**Goal of the exercise**
Rewrite the records from the line that has "Report one point per instance of the brown striped" through the line that has "[[189, 378]]", both included. Multiply every point coordinate in the answers by 0.95, round each result to a whole number with halves rounding up, and leave all other text and numbers unchanged.

>> begin Data rows

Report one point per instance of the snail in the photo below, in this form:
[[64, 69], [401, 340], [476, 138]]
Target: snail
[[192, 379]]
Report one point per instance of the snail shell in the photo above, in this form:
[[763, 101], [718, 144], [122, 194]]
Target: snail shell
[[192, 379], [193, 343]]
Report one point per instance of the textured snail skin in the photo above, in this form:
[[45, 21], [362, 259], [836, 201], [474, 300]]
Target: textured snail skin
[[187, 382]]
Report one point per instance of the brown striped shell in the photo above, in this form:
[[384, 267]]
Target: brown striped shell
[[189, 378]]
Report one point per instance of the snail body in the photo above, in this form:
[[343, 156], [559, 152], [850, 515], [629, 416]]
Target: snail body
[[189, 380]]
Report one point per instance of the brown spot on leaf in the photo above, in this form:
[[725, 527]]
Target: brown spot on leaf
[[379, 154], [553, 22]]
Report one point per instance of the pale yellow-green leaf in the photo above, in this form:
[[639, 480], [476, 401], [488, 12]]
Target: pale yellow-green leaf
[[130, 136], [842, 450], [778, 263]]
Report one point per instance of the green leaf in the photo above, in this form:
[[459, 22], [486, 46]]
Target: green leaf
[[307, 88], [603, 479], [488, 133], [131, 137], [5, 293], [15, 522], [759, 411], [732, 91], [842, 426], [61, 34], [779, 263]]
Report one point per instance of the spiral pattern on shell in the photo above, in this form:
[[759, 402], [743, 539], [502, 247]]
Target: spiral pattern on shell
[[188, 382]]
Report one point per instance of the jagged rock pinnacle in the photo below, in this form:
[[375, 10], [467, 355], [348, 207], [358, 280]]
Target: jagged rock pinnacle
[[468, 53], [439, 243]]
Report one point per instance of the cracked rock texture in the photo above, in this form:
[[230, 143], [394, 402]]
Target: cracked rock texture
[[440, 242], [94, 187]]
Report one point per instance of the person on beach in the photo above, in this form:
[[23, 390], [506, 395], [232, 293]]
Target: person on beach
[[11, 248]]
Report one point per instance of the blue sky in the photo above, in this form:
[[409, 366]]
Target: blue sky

>> end Data rows

**Answer for this exercise**
Report one point per instance of the brown striped shell in the photo above, in this form:
[[384, 267]]
Target: brown striped shell
[[180, 359]]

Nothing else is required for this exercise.